begin Exercise material

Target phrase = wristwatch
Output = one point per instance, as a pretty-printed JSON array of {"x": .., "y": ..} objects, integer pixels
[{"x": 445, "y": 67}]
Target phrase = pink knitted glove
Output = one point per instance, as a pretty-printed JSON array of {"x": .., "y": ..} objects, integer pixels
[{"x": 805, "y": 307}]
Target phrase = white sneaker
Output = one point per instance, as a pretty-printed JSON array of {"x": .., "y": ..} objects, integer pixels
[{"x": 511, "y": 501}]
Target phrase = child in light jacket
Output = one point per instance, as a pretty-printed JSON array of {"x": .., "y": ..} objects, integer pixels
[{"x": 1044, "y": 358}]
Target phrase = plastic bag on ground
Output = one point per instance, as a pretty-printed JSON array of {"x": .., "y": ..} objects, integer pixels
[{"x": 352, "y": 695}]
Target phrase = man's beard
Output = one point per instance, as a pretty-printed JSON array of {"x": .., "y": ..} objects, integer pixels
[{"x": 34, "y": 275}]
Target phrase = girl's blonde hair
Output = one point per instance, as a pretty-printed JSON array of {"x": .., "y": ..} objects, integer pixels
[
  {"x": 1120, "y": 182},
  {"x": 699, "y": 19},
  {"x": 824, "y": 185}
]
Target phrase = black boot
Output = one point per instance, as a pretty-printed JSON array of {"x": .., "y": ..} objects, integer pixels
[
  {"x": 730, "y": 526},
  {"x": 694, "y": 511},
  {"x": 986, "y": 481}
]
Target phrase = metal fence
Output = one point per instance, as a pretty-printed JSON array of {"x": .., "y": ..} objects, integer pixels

end Exercise material

◆ Task instructions
Print every entry above verbatim, preserving each line without any alteration.

◆ Exercise answer
Target phrase = wristwatch
Output = one point per instance, as a pretty-printed JSON array of {"x": .., "y": ..} objects, integer pixels
[{"x": 445, "y": 67}]
Target phrase = pink knitted glove
Output = one point per instance, as a pretty-printed JSON array of {"x": .., "y": ..} objects, integer pixels
[{"x": 805, "y": 307}]
Target phrase = white sneaker
Output = one point per instance, as a pretty-printed JSON array of {"x": .., "y": ..} objects, integer pixels
[{"x": 511, "y": 501}]
Target phrase = child in light jacket
Output = one point per instance, as a pretty-printed JSON array of {"x": .., "y": ..} objects, integer pixels
[{"x": 1044, "y": 358}]
Target phrase = plastic bag on ground
Output = one point per instance, as a pretty-printed JSON array of {"x": .., "y": ..} objects, integer pixels
[{"x": 352, "y": 695}]
Target phrase = man's beard
Output = one point per instance, as a pretty-printed JSON array of {"x": .., "y": ..} objects, integer pixels
[{"x": 34, "y": 275}]
Target phrase = girl's blonde hair
Output = one point per instance, as a pretty-printed JSON array of {"x": .., "y": ..} objects, integer pixels
[
  {"x": 1120, "y": 182},
  {"x": 699, "y": 19},
  {"x": 824, "y": 185}
]
Target phrase = black boot
Output = one point per instance, as a pretty-printed JSON array of {"x": .., "y": ..} objects, integer pixels
[
  {"x": 730, "y": 526},
  {"x": 694, "y": 511},
  {"x": 986, "y": 481}
]
Target phrase = metal fence
Output = one point per instance, as a pretty-printed JSON array of {"x": .., "y": ..} objects, integer pixels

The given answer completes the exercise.